Continue the news article below about Midjourney ending its free trial, starting right after its final sentence.

◆ SUPPLIED PASSAGE
....

The online AI-powered image generator Midjourney is not letting users test the software for free anymore after several ‘deepfakes’ went viral this week including a picture of Donald Trump being arrested and another one depicting Pope Francis wearing some swaggy clothing.
The Chief Executive Officer of the company, David Holz, revealed in a post published on the company’s Discord channel that some users were abusing the trial and the software to create this type of misleading images.
Before today, Midjourney offered users the chance of creating 25 images for free and then charged a $10 subscription if they wanted to keep using the service.
Midjourney Has Tried to Keep Things Under Control – It Has Not Succeeded
Experts have warned repeatedly that AI-powered solutions like this could be exploited by bad actors to spread misinformation and confuse the public by creating seemingly original pictures that are in fact produced by highly capable and advanced computers.
At one point, these concerns were considered exaggerated as the quality of the images was quite poor and fake pictures could be easily identified. However, the latest advances in artificial intelligence including the sophisticated new models created by OpenAI – i.e. GPT-4 – have made it clear that it could now be harder to tell what is real and what is not.

....

◆ Dataset entries

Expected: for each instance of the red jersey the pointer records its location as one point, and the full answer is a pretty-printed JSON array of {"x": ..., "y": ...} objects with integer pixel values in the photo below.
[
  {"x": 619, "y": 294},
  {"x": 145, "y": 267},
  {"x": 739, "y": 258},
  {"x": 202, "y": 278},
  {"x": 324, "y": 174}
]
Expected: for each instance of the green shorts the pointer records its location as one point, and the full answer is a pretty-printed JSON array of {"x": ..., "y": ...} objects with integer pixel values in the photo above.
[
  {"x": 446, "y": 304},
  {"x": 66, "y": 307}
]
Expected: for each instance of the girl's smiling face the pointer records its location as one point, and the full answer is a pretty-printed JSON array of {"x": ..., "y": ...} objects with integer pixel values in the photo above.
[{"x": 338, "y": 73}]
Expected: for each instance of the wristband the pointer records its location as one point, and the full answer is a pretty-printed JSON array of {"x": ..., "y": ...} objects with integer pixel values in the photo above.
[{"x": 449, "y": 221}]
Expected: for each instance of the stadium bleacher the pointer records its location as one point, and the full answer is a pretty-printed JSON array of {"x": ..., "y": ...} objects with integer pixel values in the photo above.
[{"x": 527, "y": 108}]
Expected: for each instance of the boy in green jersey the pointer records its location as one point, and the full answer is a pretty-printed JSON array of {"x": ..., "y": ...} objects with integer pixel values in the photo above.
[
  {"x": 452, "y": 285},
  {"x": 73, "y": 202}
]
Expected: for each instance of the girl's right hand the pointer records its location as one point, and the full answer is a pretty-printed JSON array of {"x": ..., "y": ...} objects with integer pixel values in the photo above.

....

◆ WRITTEN ANSWER
To prevent users from creating these so-called ‘deepfakes’, Midjourney has been banning several keywords from being used when prompting the AI to produce an image. However, some reports indicate that these bans can be easily bypassed by using synonyms or different phrasing for the prompts. The outcome: something either equally deceitful.
“We tried turning trials back on again with new safeties for abuse but they didn’t seem to be sufficient so we are turning it back off again to maintain the service for everyone else”, Holz commented during a conversation with journalists from the tech-focused magazine The Verge.
‘Deepfakes’ Are Just a Glimpse of How AI Could Be Used for Bad Purposes
The proliferation of ‘deepfakes’ is just an example of how easily the AI trend could spiral out of control if regulators don’t step in to force companies to do their homework in terms of the risks that the technology poses to society.
This week, a group of public figures from the tech industry published a letter urging AI labs to stop developing models for at least six months until the ramifications of further advancements in the field can be adequately studied. A total of 1,100 personalities including Elon Musk and Steve Wozniak signed the letter.
In addition, a group of ethics experts who focus on the tech industry recently urged the United States Federal Trade Commission (FTC) to place a temporary ban on OpenAI to prevent the company from releasing new models.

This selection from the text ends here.